> **JOB**: Render every line of the rows below as a single JSON list of strings, one string per line, with blank lines omitted.

> **EXTRACTED RECORDS**:
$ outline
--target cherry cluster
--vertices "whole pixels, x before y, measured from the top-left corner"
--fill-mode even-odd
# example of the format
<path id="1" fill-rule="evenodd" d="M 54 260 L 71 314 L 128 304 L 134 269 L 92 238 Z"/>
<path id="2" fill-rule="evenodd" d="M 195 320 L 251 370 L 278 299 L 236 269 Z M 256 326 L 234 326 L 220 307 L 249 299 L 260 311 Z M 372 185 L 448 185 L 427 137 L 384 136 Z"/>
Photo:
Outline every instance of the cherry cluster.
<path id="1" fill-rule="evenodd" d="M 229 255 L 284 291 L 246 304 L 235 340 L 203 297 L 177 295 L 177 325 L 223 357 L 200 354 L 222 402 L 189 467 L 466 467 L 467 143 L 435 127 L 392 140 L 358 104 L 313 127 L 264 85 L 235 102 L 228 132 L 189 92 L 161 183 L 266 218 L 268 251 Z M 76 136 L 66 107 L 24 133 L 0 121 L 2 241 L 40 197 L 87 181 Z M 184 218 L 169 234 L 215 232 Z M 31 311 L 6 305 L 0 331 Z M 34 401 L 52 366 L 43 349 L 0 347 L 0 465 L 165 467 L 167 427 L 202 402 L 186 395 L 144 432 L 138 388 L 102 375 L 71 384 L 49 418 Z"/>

> **REPLY TO THE TASK**:
[
  "$ outline",
  "--target cherry cluster",
  "--vertices \"whole pixels, x before y, measured from the top-left corner\"",
  "--fill-mode even-odd",
  "# example of the format",
  "<path id=\"1\" fill-rule=\"evenodd\" d=\"M 54 260 L 71 314 L 128 304 L 134 269 L 92 238 Z\"/>",
  "<path id=\"2\" fill-rule=\"evenodd\" d=\"M 195 320 L 251 370 L 278 299 L 236 269 Z M 256 326 L 234 326 L 220 307 L 249 299 L 260 311 Z M 372 185 L 448 185 L 427 137 L 384 136 Z\"/>",
  "Photo:",
  "Outline every instance of the cherry cluster.",
  "<path id=\"1\" fill-rule=\"evenodd\" d=\"M 229 255 L 284 291 L 246 304 L 235 340 L 203 297 L 177 295 L 177 325 L 223 357 L 200 354 L 222 402 L 189 467 L 466 467 L 467 143 L 435 127 L 392 140 L 358 104 L 313 127 L 264 85 L 235 102 L 228 132 L 189 92 L 161 183 L 266 218 L 268 251 Z M 76 136 L 66 107 L 24 133 L 0 121 L 2 241 L 40 197 L 87 181 Z M 184 218 L 169 234 L 215 232 Z M 31 311 L 6 305 L 0 331 Z M 34 401 L 52 366 L 43 349 L 0 347 L 0 465 L 165 467 L 167 427 L 202 402 L 186 395 L 144 432 L 138 388 L 102 375 L 71 384 L 49 418 Z\"/>"
]